WHAT YOU NEED TO DO: Write the data below out again, exactly as each line reads.
=======
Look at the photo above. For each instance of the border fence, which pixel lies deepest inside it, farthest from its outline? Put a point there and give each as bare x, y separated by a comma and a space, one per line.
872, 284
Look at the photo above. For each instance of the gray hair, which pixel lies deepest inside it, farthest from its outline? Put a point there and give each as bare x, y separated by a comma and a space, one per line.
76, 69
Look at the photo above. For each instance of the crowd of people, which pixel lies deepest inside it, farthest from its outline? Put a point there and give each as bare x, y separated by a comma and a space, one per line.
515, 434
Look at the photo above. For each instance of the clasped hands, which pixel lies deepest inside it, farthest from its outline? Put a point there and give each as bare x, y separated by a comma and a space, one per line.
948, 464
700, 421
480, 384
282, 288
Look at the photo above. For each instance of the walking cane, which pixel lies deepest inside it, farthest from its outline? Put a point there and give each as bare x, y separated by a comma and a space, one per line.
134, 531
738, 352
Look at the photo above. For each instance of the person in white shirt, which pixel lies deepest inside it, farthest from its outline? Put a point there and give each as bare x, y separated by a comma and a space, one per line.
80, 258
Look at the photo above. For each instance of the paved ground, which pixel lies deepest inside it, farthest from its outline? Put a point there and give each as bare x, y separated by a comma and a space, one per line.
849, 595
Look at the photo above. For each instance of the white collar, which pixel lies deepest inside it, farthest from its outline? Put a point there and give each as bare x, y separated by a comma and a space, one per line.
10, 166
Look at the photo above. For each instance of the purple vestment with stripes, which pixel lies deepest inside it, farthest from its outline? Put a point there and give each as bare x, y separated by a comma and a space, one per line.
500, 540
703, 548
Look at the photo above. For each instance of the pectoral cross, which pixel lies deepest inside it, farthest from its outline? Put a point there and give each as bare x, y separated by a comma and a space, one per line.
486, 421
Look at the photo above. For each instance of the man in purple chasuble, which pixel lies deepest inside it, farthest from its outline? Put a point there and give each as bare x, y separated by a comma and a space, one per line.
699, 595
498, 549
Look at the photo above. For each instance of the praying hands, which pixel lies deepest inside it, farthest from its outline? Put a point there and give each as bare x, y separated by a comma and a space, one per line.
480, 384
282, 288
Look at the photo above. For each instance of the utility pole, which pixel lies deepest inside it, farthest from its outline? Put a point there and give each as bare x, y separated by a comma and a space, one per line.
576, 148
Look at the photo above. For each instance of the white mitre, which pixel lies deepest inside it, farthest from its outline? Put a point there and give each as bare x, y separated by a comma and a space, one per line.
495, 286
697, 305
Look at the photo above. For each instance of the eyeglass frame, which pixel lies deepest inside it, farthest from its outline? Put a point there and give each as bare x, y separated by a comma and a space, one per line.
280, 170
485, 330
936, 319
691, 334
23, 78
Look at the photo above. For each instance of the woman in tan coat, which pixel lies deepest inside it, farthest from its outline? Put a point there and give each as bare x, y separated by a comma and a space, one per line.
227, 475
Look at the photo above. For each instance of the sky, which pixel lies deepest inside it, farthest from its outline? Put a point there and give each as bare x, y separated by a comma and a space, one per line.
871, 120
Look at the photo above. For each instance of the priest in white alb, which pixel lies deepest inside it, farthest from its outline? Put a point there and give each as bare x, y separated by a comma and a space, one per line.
=======
RESULT:
Look at the photo above. For each instance of the border fence, which pixel lies deepest inside it, farthest from its outline? Put a point there and give each as bare x, y separated by a comma and a space, one per line.
872, 284
Look at the photo above. For each instance of the gray hair, which pixel lies deepest inside it, farthest from its outline? Put a point there and give each as bare x, y separated by a comma and a space, one per line.
76, 69
Look at the photo above. For each instance of the crowd of people, which pixel lies deepest inside it, farthest from its outline? Put a point there and give each as bare x, y separated by a comma and a space, one per line.
515, 434
Look at the photo above. For each instance of the clasped hands, which pixel lies deepest inside it, farthest from its outline? Put a point there and give each as bare x, y separated by a comma and a space, one per line.
948, 464
700, 421
480, 384
282, 288
Look at the photo above. For each instance of the walking cane, which pixel lies deepest inside it, farthest from its outline? Put a point there and give each as bare x, y separated by a comma and a space, one per line.
134, 531
738, 352
Look at the photo above. For each instance of the person in white shirt, which pixel lies deepest inside it, farthest from its outline? Put a point there and give each as bare x, y separated by a comma and a space, one per line.
80, 258
Look at the photo above. For each instance of the paved ground, which pixel lies deepest inside it, farthest from its outline? Put a point there and give each as bare x, y separated by a comma and a space, one per line.
849, 595
Look at the photo above. For each instance of the white collar, which pixel lies deepest inside it, farthest from its outline? Put a point there and give each as bare x, y separated by a comma and a space, one per line.
10, 166
Look at the photo above. For each instance of the purple vestment with stripes, which pixel lies deepest inside it, farthest from its outline? Put a point there and give each as bare x, y separated by a comma and a space, one per line.
500, 540
703, 548
Look at the photo above. For each instance of the pectoral cross, which pixel lies deepest inside it, farthest from its outline? Put a point there and give each as bare x, y separated by a comma and a space, one per line.
486, 421
Look at the photo above. For each instance of the man in purple chasuble, which pixel lies deepest inside it, farthest from its outline? Put a point there and give each as bare x, y separated by a comma and a space, one per line.
699, 595
498, 549
Look at the photo above. For each instance of the praying hands, which pixel lies deepest inside it, farthest from its outline? Put a point there and give each as bare x, y separated by a comma and a space, one per line.
480, 384
282, 288
Look at the photo above. For each instance of the utility pole, which pixel lies deepest inside it, farthest from its outline? Put a point there and give each as bare x, y separated by a comma and a space, one per line.
576, 148
Look at the photo above. For each instance of the white mitre, which pixel lies deepest inside it, farthest from its outline? Put a point there and give each as bare x, y separated by a comma and a space, one per line.
495, 286
697, 305
Look at the photo above. For each instance of the eyeglass frame, which pixel lies deepest inside it, farthest from its outline? Put a point there and give each as bare x, y separated by a comma and a space, one per line.
280, 170
485, 330
936, 319
691, 334
23, 78
Look at the photo above. For each instance of the woman in tan coat, which pixel lies deepest inside it, farthest from its outline? Put a point there and give each as bare x, y separated by a comma and a space, one per line.
227, 475
Look at the photo above. For each instance of the sky, which pixel lies deepest inside it, farthest from its outline? Put a point there and give each as bare x, y separated by a comma and a space, one per line.
871, 120
Look at the photo above. For each instance of the priest in white alb, which pixel lies deepest inside it, farthest from its outline? Put a point there and give each as bare x, y separated by a comma and a space, one per line.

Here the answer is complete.